◆ OBJECTIVE ◆
Count how many lines in the records below contain the string "baby". Case matters, so match only that exact capitalization, and reply with the number alone.

◆ Stored entries ◆
= = =
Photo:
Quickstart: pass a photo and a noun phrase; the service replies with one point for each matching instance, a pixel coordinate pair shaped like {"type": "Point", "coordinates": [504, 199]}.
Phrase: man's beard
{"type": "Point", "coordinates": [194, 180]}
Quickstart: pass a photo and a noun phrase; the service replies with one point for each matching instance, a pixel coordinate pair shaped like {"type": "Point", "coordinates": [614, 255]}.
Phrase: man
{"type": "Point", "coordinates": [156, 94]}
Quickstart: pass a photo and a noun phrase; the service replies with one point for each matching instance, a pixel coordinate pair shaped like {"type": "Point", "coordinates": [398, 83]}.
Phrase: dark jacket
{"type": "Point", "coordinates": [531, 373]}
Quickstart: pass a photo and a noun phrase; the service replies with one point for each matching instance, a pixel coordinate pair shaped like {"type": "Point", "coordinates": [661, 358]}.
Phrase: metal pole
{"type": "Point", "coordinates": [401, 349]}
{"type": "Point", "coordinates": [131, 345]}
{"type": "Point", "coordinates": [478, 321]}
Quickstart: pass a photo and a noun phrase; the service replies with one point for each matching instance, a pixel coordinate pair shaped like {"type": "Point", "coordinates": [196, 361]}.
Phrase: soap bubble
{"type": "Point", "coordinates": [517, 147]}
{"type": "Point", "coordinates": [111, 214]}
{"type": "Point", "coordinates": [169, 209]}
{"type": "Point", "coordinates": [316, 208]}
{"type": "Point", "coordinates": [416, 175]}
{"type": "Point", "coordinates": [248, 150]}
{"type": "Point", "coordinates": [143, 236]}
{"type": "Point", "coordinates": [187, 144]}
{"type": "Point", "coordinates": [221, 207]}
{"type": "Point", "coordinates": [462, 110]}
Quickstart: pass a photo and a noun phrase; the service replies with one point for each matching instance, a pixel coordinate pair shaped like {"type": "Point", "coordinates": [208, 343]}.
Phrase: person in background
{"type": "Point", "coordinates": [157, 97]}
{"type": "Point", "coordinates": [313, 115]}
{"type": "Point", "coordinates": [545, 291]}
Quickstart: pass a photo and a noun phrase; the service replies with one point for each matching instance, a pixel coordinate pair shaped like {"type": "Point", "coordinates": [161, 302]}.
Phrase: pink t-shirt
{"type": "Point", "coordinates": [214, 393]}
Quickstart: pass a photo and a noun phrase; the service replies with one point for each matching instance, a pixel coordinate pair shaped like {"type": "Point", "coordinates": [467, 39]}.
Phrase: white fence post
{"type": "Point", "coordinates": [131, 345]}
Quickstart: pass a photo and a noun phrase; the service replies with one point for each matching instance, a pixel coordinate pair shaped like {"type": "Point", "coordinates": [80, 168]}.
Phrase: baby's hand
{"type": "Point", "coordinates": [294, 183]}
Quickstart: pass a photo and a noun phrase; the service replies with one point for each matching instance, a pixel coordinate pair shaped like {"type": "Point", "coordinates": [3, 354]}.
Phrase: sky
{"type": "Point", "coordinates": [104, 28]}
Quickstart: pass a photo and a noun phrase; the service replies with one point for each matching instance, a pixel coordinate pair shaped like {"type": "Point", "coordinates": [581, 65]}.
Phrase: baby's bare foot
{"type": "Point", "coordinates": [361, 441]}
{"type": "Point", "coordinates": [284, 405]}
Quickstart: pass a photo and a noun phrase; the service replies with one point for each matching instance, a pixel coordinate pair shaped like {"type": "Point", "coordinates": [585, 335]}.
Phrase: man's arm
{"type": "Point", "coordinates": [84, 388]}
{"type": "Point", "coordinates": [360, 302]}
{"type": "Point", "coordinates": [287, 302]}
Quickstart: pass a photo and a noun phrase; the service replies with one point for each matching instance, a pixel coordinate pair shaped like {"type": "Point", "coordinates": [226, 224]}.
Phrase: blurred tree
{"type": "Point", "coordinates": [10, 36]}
= = =
◆ WORKED ANSWER ◆
2